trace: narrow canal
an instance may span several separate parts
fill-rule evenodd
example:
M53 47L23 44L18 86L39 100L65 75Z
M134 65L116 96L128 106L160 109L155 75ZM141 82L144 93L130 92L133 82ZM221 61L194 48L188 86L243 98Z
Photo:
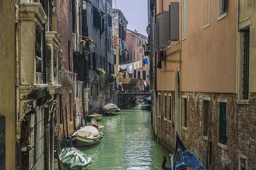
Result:
M151 123L150 112L135 105L121 108L119 115L102 116L99 122L105 126L102 140L78 148L92 156L88 169L161 170L163 156L169 158L169 153L156 142ZM55 165L58 169L56 161Z

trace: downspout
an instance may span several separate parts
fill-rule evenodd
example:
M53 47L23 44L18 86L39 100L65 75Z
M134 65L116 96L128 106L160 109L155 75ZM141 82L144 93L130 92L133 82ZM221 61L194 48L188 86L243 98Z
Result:
M56 32L58 32L58 29L57 28L58 27L57 26L57 20L58 20L57 19L57 17L58 15L57 14L57 0L55 0L55 31Z

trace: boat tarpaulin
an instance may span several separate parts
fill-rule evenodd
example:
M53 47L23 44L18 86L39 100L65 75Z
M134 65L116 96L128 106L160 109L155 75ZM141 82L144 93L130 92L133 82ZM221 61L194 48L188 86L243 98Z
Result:
M117 106L113 103L108 104L103 107L104 110L115 110L116 109L118 109Z
M92 161L90 155L71 147L64 147L59 157L62 166L69 170L86 169Z

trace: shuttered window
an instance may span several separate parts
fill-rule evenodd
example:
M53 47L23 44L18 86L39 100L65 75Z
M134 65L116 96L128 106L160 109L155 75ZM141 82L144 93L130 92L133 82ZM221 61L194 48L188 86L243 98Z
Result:
M176 41L179 40L179 3L171 2L169 6L169 41Z
M219 142L227 145L227 103L220 103Z
M142 71L142 79L143 80L146 80L146 71Z

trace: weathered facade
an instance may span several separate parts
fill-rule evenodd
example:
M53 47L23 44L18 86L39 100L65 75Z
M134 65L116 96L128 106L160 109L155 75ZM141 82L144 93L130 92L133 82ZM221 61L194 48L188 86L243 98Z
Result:
M15 14L14 1L0 1L0 169L4 170L15 169Z
M134 31L128 29L126 31L126 34L127 45L129 49L129 61L136 62L148 58L148 56L145 55L145 46L148 43L148 37L138 33L136 30ZM135 70L134 73L131 75L131 78L136 78L140 79L138 86L144 86L144 81L146 82L146 85L149 84L149 80L147 76L149 74L148 70L148 63L143 68Z
M119 9L113 9L112 16L114 69L116 75L116 83L115 85L117 87L119 86L119 78L123 78L125 73L123 70L118 70L117 67L119 64L129 60L129 50L126 40L126 29L128 21L122 11ZM118 90L117 88L116 90ZM116 95L118 91L116 91ZM126 96L116 95L116 98L118 99L116 104L119 106L124 105L127 102Z
M256 4L149 4L156 138L173 150L177 131L209 169L224 169L224 160L229 169L253 169Z
M17 23L14 47L17 169L53 167L53 120L61 87L58 77L61 39L52 31L52 5L21 1L15 3L12 11Z

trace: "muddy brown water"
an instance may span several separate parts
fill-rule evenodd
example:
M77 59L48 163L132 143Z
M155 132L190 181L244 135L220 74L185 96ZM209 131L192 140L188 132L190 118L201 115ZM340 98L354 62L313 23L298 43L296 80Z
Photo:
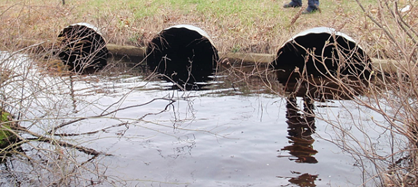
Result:
M226 76L203 90L183 91L162 80L144 80L146 75L112 75L50 77L62 80L54 86L62 98L33 104L37 115L59 103L60 112L47 115L63 123L118 110L57 130L100 130L66 137L111 155L91 160L105 176L98 186L357 186L369 180L372 165L359 166L334 143L341 137L336 128L309 114L340 121L360 140L364 135L353 121L364 121L369 143L387 149L383 130L370 122L377 114L350 100L289 101L243 91L224 81ZM107 127L111 128L102 130ZM366 181L373 184L373 178Z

- - -

WRITTEN EXERCISE — Recast every line of the data above as a JSON array of strings, one string per line, with blank lines skipped and the pictures left out.

OUTPUT BELOW —
[
  "trace: narrow canal",
  "an instance may span several separate parts",
  "fill-rule evenodd",
  "example:",
  "M53 47L23 44L18 86L39 100L65 75Z",
  "M134 65L116 96L128 106L160 109L155 75ZM141 82L144 93L130 92L133 82ZM221 61L194 48L188 86L243 98Z",
  "Photo:",
  "Result:",
  "M151 123L150 112L135 105L121 108L119 115L102 116L99 122L105 126L102 140L78 148L92 156L88 169L161 170L163 156L169 158L169 153L156 142ZM55 165L58 169L56 161Z",
  "trace: downspout",
  "an instance may span several separate parts",
  "fill-rule evenodd",
  "example:",
  "M53 47L23 44L18 86L39 100L65 75Z",
  "M134 65L116 96L128 106L160 109L155 75ZM141 82L144 93L130 92L133 82ZM221 61L194 48L188 86L243 98Z",
  "Result:",
  "M56 32L58 32L58 29L57 28L58 27L57 26L57 20L58 20L57 19L57 17L58 15L57 14L57 0L55 0L55 31Z",
  "trace: boat tarpaulin",
  "an instance may span several separate parts",
  "fill-rule evenodd",
  "example:",
  "M53 47L23 44L18 86L39 100L65 75Z",
  "M134 65L116 96L128 106L160 109L155 75ZM141 82L144 93L130 92L133 82ZM221 61L194 48L188 86L243 98Z",
  "Result:",
  "M117 106L113 103L108 104L103 107L104 110L115 110L116 109L118 109Z",
  "M92 161L90 155L71 147L64 147L59 157L62 166L69 170L86 169Z",
  "trace: shuttered window",
  "an instance may span several separate parts",
  "fill-rule evenodd",
  "example:",
  "M53 47L23 44L18 86L39 100L65 75Z",
  "M134 65L116 96L128 106L160 109L155 75ZM141 82L144 93L130 92L133 82ZM221 61L194 48L188 86L243 98Z",
  "Result:",
  "M176 41L179 40L179 3L171 2L169 6L169 41Z",
  "M219 142L227 145L227 103L220 103Z",
  "M142 71L142 79L143 80L146 80L146 71Z",
  "trace: weathered facade",
  "an instance may span several separate parts",
  "fill-rule evenodd",
  "example:",
  "M53 47L23 44L18 86L39 100L65 75Z",
  "M134 65L116 96L128 106L160 109L155 75ZM141 82L144 93L130 92L133 82ZM221 61L194 48L188 86L243 98Z",
  "Result:",
  "M15 14L14 1L0 1L0 169L4 170L15 169Z",
  "M134 31L128 29L126 31L126 34L127 45L129 49L129 61L136 62L148 58L148 56L145 55L145 46L148 43L148 37L138 33L136 30ZM135 70L134 73L131 75L131 78L136 78L140 79L138 86L144 86L144 81L146 82L146 85L149 84L149 80L147 76L149 74L148 70L148 63L143 68Z",
  "M119 9L113 9L112 16L114 69L116 75L116 83L115 85L117 87L119 86L119 78L123 78L125 73L123 70L118 70L117 67L119 64L129 60L129 50L126 40L126 29L128 21L122 11ZM118 90L117 88L116 90ZM116 95L118 91L116 91ZM126 96L116 95L116 98L118 99L116 104L119 106L124 105L127 102Z",
  "M256 4L149 4L156 138L173 150L177 131L209 169L224 169L224 160L229 169L253 169Z",
  "M17 23L14 47L17 169L53 167L53 120L61 87L58 77L61 39L52 31L52 5L21 1L15 3L12 11Z",
  "trace: \"muddy brown water\"",
  "an instance may span several separate parts",
  "fill-rule evenodd",
  "example:",
  "M77 59L48 163L132 143Z",
  "M155 132L190 181L244 135L220 74L185 96ZM209 131L192 140L188 132L190 118L201 115ZM340 98L354 62L313 23L298 43L296 80Z",
  "Photo:",
  "Result:",
  "M226 76L203 90L183 91L162 80L144 80L146 75L112 75L50 77L62 80L54 86L62 98L33 104L37 115L59 103L60 112L47 115L63 123L118 110L57 130L100 130L66 137L111 155L91 160L105 176L98 186L357 186L369 180L372 165L359 166L334 143L341 137L336 128L309 114L340 121L360 140L364 135L353 121L364 121L369 143L387 149L383 130L370 122L377 114L350 100L289 101L243 91L224 81ZM107 127L111 128L102 130ZM366 181L373 184L373 178Z"
]